SOURCE TEXT:

Economic releases can cause sharp moves and price spikes in the market, often in unpredictable directions.

To make it easy to trade these moves, FXCM has designed a new trading tool called the Double One-Touch Option.

The Double One-Touch Option lets you take advantage of price movements following market news without worrying about the direction of the breakout, or even entry or exit points.

What you are speculating on is simply that an economic announcement will move the market.

If it does, you profit without having to take a position in the market.

So how does it work?

Economic numbers are released on a regularly scheduled basis (see FXCM’s economic calendar) and it is generally known in advance which numbers are significant enough to potentially move the market.

For traders looking to take advantage of volatility in either direction, they can buy a Double One-Touch Option in 3 easy steps.

Open FXCM Real or Demo Account

1. Input a Market Scenario

For the pair that you wish to trade, select two barrier levels that you believe the market may touch if there is a breakout.

TASK MATERIAL:
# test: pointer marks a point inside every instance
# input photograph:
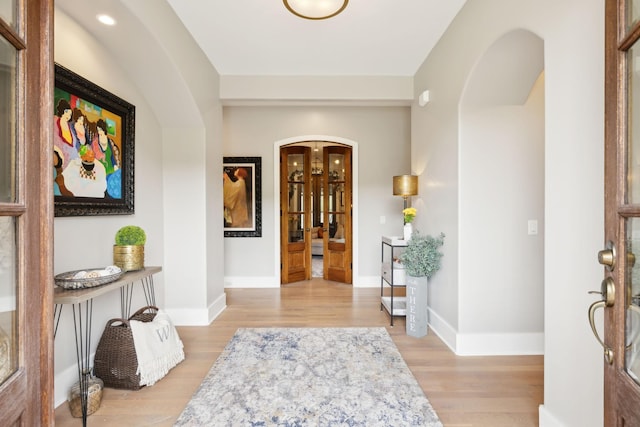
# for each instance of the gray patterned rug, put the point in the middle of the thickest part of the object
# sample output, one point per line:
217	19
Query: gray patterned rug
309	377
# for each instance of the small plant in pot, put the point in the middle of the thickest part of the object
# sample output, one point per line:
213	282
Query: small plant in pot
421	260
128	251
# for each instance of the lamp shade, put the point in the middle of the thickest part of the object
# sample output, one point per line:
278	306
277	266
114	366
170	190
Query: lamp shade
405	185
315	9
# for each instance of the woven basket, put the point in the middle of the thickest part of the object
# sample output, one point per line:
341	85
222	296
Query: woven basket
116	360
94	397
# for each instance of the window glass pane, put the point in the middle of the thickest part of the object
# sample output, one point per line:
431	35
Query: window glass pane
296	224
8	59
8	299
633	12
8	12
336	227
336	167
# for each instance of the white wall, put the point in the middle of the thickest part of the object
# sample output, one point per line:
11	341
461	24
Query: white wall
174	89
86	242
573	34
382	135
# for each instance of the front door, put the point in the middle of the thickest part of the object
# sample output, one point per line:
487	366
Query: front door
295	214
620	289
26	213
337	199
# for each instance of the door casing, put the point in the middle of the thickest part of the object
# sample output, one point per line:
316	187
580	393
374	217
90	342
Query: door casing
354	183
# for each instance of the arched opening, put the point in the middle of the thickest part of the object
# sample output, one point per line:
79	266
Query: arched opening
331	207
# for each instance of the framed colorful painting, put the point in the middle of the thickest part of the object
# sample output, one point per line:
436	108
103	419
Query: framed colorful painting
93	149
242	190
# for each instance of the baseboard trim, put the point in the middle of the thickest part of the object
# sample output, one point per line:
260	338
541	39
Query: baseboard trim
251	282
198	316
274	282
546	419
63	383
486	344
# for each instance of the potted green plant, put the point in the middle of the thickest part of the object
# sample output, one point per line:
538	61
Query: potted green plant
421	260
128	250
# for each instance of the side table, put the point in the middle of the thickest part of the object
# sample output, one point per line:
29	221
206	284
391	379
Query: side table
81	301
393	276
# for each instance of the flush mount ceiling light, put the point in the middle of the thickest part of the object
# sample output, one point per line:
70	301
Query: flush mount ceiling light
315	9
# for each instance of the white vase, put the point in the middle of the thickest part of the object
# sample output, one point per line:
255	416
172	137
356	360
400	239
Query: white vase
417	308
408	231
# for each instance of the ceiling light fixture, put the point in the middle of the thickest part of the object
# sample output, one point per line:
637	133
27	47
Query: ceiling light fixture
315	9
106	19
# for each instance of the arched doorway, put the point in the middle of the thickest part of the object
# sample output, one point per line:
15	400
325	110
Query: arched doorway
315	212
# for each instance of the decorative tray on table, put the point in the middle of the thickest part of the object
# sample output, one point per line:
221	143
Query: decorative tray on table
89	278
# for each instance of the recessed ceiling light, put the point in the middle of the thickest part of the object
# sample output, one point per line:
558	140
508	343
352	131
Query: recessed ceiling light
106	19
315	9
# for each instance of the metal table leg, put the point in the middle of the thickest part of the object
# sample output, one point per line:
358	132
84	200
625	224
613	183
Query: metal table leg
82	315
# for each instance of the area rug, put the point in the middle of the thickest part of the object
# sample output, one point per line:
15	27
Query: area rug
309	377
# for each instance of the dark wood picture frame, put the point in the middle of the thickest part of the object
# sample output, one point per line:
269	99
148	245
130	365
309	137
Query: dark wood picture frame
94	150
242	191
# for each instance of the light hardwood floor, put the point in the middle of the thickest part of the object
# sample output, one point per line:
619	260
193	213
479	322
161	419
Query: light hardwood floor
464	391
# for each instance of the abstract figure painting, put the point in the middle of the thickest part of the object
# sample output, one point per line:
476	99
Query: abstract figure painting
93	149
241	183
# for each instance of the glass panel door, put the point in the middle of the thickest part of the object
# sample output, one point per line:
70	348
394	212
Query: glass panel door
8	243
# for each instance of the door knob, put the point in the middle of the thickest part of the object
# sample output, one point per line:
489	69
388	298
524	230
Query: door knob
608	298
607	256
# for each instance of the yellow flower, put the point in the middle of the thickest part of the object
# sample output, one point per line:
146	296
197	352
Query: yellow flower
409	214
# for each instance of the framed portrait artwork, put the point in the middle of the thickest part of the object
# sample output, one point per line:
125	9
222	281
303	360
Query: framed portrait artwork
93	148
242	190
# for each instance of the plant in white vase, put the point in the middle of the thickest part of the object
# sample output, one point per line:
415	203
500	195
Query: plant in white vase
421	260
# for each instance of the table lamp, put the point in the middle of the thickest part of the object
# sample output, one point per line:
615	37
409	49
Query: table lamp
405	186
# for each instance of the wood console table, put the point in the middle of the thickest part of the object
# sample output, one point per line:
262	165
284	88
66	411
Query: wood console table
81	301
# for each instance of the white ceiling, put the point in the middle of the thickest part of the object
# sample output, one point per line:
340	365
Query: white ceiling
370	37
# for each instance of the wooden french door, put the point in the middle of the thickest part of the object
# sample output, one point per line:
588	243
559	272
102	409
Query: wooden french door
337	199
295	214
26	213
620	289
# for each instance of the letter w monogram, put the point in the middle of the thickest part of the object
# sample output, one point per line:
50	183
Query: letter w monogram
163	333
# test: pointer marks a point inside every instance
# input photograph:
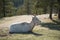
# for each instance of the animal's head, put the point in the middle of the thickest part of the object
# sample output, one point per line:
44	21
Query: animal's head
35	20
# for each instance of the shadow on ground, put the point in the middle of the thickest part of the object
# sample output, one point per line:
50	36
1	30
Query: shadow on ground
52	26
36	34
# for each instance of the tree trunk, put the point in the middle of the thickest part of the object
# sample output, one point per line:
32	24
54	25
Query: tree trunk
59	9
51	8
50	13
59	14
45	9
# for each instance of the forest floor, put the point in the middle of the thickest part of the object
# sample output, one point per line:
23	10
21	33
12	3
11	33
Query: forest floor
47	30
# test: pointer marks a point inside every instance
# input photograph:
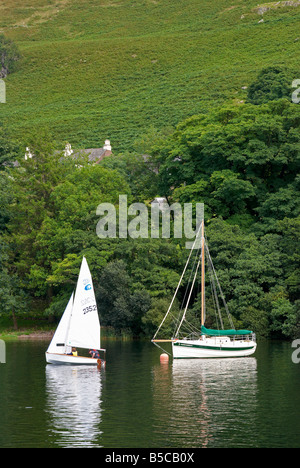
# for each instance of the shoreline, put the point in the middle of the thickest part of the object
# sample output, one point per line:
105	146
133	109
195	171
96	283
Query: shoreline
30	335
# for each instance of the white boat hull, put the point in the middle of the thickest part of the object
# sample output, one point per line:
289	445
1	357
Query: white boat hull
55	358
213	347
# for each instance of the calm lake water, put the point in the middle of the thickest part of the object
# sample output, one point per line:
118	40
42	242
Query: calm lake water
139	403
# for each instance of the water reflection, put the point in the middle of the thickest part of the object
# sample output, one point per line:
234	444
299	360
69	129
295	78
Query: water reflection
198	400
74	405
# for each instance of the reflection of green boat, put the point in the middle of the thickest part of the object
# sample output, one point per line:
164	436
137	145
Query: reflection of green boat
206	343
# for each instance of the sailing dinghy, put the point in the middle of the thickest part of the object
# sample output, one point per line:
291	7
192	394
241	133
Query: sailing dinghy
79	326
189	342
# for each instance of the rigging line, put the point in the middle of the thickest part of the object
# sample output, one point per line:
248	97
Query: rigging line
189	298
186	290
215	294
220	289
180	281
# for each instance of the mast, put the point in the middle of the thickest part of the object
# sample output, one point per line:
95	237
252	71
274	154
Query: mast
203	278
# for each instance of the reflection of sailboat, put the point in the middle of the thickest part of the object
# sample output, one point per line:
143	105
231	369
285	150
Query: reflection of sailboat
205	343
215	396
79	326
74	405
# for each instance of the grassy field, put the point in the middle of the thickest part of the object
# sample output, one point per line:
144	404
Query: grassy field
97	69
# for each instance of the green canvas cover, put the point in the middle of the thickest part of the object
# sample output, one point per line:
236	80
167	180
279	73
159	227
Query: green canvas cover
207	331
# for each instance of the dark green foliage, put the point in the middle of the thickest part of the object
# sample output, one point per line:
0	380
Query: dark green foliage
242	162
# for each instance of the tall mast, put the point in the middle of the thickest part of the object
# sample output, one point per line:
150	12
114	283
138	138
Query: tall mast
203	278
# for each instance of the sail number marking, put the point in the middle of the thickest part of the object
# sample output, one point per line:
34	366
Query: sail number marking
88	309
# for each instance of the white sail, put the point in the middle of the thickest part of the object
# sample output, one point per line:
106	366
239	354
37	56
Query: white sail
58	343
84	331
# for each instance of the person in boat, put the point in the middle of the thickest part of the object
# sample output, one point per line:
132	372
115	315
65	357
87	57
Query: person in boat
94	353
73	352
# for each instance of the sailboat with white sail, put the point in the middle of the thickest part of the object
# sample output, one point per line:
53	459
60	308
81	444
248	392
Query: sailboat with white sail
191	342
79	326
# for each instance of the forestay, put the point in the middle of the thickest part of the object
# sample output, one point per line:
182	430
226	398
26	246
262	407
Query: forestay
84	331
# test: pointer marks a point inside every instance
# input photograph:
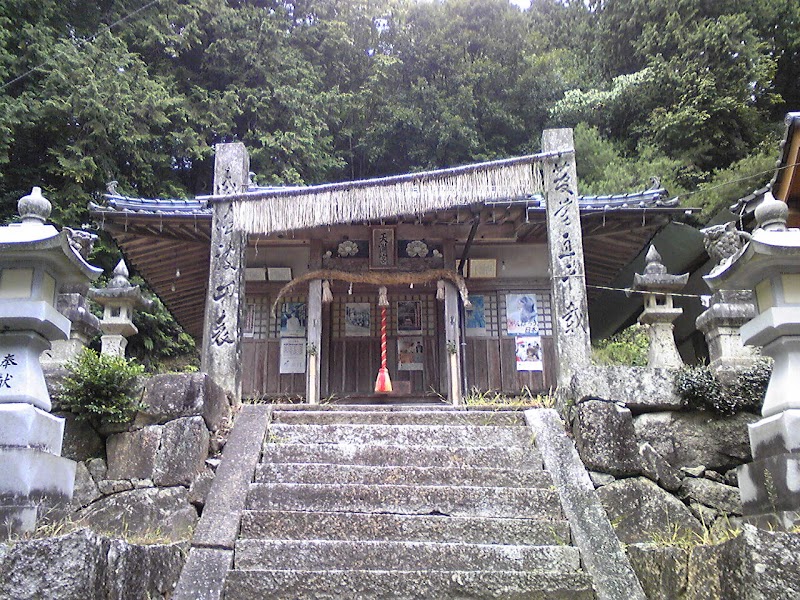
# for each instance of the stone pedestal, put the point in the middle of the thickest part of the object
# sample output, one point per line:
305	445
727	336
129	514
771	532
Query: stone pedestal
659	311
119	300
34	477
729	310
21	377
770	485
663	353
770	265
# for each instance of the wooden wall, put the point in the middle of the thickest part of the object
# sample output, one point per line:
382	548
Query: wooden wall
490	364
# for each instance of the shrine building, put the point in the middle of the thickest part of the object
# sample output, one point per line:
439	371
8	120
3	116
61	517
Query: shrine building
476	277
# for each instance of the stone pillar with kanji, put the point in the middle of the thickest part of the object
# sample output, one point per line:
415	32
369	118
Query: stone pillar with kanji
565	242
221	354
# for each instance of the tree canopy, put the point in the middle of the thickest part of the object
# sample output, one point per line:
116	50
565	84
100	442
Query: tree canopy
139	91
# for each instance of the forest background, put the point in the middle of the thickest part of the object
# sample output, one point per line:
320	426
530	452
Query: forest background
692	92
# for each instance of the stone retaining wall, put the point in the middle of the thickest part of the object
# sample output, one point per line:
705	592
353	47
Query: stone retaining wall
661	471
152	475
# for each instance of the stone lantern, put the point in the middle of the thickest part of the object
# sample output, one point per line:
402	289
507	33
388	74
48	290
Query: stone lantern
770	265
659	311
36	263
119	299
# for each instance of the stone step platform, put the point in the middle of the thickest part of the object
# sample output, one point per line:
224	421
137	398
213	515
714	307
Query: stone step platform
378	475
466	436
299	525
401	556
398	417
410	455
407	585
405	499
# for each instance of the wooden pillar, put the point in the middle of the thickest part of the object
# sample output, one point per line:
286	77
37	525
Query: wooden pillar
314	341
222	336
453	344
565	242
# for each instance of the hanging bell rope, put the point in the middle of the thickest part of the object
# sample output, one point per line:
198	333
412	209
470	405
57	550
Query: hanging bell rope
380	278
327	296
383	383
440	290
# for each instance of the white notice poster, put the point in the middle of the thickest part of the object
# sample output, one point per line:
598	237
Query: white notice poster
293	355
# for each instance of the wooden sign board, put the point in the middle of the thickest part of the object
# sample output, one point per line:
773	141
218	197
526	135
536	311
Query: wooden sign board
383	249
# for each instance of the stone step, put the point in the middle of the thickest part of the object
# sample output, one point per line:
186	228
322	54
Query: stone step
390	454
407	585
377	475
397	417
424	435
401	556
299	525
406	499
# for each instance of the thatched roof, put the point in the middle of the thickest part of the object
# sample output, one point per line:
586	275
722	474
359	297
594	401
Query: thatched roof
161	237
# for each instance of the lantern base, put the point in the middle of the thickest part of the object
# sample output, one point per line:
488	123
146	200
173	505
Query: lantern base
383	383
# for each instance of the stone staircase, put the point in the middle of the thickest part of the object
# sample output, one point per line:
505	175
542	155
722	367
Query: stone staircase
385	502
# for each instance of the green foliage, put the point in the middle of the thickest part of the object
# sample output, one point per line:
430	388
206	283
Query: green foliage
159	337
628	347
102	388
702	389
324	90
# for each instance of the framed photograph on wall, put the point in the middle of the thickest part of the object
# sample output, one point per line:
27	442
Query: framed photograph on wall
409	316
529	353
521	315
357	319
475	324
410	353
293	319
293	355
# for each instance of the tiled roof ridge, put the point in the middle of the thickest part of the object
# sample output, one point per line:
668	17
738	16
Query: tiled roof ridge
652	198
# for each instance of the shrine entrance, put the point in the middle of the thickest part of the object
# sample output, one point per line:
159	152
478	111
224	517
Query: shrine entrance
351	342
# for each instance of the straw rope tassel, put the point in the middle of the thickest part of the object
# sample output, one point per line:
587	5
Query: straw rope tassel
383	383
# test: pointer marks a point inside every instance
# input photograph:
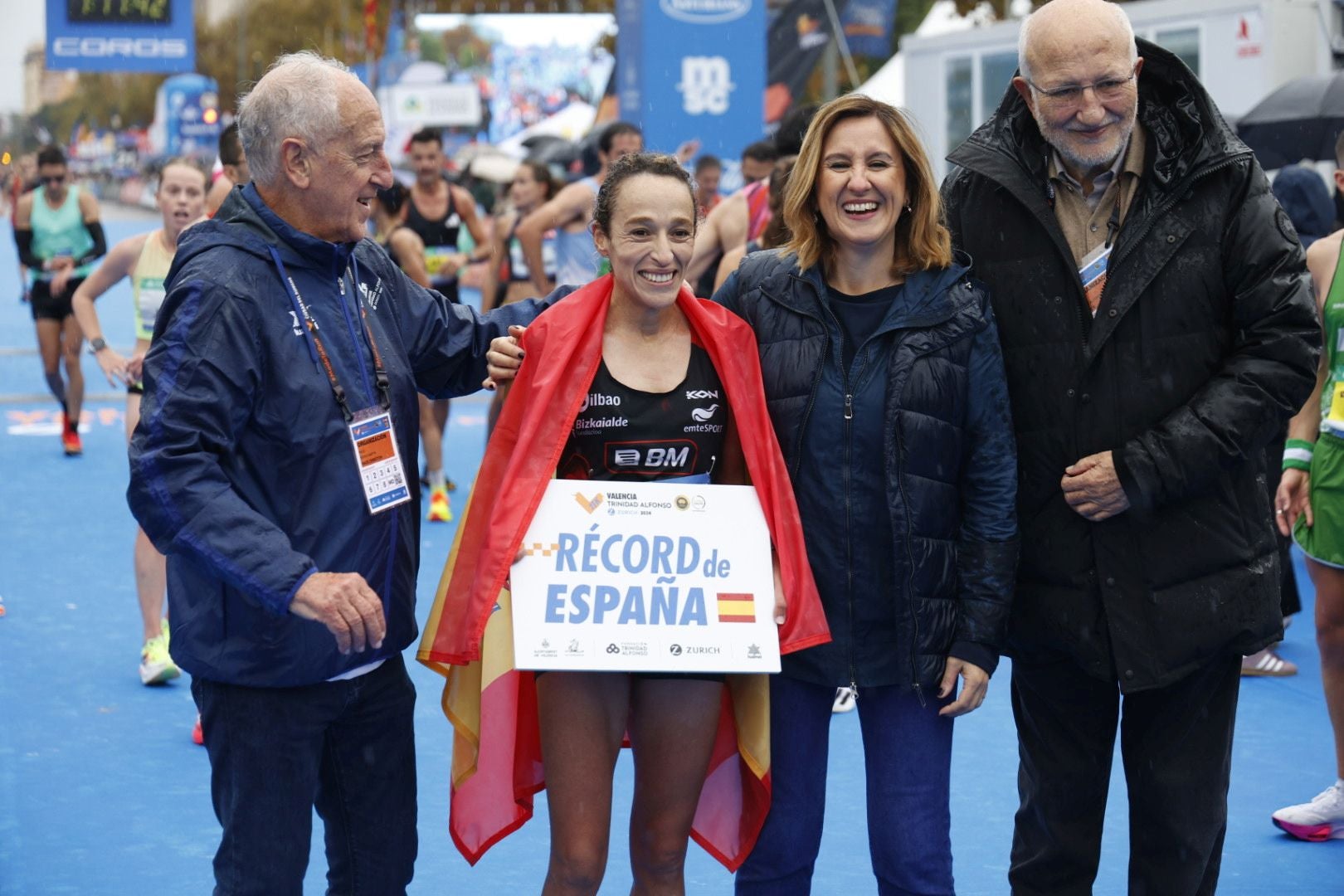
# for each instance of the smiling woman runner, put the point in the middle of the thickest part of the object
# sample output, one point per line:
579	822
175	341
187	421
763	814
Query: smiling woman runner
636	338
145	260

PROBLEMS TO WORK ON:
1) In the Double One-Touch Option excerpt, what is a trader speculating on when buying this option?
2) Pick out every line of the listing that contains the string "water".
The Double One-Touch Option excerpt and the listing are unrelated to each other.

PROBLEM SOLUTIONS:
1) That an economic announcement will move the market.

2)
# for each instance of the calm lake water, put the point in the middle of the thickest part of the object
Query: calm lake water
# for each instance of the water reflection, put the point in the middle of the thickest part of the object
Query: water reflection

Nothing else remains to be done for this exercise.